* **YOUR TASK**
Can you rewrite the data below as a Markdown table, starting at the line that contains "Expected behaviour: for every instance of the snowy" and ending at the last line of the data? Use a column "n" for the row number and a column "Line" for the line itself, and leave out any blank lines.

* **Object location annotation data**
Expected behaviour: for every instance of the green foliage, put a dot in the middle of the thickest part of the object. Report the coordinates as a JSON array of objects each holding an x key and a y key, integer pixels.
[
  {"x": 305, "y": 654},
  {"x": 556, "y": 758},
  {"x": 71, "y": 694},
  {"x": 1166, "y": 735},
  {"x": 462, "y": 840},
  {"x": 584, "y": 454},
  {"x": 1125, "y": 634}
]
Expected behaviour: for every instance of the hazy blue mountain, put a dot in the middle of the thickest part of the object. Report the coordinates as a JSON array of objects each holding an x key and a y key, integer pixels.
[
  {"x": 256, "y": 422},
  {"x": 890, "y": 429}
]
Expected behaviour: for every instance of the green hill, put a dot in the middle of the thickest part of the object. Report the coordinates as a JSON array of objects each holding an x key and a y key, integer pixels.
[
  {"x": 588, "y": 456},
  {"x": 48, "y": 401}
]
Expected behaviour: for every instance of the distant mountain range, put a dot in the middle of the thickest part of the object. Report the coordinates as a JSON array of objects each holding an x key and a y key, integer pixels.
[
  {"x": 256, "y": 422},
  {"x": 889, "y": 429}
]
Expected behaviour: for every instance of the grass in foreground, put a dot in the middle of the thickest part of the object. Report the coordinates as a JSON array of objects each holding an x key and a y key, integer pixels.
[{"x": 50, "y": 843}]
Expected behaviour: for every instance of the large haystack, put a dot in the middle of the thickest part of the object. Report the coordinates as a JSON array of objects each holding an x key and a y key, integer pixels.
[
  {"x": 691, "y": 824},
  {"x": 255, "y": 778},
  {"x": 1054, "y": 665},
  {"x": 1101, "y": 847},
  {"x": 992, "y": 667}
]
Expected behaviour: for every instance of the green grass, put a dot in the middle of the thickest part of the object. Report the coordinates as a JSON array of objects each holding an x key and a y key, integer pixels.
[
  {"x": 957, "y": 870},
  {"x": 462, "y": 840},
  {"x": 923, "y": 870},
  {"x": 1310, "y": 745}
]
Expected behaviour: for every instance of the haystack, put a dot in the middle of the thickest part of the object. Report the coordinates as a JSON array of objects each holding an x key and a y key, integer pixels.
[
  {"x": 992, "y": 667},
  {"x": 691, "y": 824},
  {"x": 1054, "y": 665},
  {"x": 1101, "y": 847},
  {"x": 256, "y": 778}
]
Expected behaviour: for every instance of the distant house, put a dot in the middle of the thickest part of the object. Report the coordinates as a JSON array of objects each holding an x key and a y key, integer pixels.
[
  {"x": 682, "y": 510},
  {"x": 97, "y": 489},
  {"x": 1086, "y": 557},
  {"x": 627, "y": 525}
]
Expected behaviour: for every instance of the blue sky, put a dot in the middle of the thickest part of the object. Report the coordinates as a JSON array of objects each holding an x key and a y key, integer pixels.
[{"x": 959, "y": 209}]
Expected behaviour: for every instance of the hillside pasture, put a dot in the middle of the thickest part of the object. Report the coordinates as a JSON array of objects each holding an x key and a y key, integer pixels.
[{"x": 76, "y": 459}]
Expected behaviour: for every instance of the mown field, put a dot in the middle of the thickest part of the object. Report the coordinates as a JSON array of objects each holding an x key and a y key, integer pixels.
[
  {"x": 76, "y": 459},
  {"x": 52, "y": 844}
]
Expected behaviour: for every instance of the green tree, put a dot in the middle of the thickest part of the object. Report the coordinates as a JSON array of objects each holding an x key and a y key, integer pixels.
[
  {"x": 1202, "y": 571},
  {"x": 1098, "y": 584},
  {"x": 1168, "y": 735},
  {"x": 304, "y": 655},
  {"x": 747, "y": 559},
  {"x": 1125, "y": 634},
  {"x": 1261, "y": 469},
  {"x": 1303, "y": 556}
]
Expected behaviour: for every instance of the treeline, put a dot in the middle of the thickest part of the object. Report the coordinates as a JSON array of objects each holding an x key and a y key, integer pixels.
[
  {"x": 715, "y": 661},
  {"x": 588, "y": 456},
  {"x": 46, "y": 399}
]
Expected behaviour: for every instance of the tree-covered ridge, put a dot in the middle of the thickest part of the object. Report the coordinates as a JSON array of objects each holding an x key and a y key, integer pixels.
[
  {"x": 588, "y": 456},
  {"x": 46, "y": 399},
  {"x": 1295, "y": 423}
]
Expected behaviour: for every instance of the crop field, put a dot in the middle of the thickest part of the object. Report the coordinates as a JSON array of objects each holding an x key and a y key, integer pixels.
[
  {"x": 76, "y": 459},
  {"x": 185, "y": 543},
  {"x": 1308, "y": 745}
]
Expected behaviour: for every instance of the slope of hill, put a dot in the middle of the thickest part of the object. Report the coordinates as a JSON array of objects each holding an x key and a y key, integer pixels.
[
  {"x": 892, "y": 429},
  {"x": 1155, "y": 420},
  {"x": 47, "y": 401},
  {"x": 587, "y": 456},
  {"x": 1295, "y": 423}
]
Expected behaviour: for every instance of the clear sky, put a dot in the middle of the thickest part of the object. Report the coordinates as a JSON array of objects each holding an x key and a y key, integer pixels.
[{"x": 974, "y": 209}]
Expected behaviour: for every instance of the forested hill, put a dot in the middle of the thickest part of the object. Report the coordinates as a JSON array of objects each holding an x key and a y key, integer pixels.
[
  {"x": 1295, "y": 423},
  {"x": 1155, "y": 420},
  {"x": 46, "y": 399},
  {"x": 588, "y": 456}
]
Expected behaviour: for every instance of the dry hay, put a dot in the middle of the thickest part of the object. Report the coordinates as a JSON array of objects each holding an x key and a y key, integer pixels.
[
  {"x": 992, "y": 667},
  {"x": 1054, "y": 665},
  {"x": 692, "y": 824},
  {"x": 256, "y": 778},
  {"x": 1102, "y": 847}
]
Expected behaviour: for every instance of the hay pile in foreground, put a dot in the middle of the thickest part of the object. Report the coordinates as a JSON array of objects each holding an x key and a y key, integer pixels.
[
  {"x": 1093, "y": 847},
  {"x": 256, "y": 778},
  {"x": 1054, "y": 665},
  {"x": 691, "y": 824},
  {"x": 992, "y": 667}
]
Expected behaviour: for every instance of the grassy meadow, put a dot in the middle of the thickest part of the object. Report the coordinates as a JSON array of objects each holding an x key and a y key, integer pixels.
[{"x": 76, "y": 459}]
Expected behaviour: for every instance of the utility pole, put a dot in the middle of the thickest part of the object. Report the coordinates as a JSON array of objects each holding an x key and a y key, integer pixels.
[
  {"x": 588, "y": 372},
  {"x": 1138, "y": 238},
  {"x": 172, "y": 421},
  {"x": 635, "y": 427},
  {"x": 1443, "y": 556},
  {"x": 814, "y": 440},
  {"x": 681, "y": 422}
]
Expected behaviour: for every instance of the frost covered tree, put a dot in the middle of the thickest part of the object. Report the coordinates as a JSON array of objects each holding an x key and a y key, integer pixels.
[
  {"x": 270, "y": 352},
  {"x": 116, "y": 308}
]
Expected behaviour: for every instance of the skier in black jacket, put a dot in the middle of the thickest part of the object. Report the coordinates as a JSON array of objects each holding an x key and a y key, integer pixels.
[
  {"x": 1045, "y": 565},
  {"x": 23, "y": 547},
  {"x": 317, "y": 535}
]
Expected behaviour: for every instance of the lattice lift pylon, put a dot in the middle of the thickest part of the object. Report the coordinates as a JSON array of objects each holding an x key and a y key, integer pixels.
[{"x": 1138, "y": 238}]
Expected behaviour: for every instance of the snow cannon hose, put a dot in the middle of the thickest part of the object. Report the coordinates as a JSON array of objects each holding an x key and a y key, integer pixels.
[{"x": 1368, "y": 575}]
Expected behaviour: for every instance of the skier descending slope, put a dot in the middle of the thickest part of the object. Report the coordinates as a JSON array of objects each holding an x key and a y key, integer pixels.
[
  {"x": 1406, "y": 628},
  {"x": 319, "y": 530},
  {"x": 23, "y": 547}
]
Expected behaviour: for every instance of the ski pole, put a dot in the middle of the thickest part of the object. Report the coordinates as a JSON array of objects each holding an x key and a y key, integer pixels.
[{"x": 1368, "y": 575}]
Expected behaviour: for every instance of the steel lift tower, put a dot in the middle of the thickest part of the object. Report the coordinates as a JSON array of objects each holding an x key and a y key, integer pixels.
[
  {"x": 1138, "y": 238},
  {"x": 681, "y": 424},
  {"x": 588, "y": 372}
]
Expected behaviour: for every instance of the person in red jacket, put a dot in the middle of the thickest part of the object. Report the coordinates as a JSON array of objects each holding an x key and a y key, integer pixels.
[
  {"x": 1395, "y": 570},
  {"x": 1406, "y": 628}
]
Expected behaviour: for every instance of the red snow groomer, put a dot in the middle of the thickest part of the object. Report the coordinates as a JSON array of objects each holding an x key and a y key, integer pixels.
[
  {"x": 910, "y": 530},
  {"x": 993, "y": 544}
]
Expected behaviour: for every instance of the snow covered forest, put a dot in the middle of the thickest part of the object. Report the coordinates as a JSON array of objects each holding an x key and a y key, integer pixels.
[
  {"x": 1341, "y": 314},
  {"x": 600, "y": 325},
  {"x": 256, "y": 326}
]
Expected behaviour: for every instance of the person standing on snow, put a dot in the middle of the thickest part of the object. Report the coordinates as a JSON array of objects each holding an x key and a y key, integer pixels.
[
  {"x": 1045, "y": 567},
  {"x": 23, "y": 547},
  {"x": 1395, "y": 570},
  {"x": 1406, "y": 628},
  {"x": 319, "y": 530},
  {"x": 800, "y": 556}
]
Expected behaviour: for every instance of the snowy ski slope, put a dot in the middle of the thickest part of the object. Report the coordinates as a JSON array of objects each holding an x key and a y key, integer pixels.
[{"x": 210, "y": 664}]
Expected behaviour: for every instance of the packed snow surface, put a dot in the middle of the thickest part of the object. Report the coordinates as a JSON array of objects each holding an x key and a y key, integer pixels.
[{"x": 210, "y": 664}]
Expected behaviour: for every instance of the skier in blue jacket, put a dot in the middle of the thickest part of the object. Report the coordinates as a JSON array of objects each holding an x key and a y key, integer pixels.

* **PROBLEM SOLUTION**
| n | Line |
|---|---|
| 1 | Expected behaviour: for every instance of the snowy ski slope, put a dot in the middle of the thickest part of the object. Report the coordinates as a JSON array of objects each holding an x key and a y key, integer pixels. |
| 2 | [{"x": 210, "y": 664}] |
| 3 | Expected behaviour: for every instance of the packed snow surface, put a dot in the middle of the thickest part of the object. Report the coordinates as a JSON array of objects each holding an x key and a y key, integer pixels. |
| 4 | [{"x": 210, "y": 664}] |
| 5 | Expected behaviour: for every instance of the skier in blue jacket, put a dot in the middle of the thickest part of the object. Report the coordinates as a JSON array of objects each holding an x key and a y key, integer pixels. |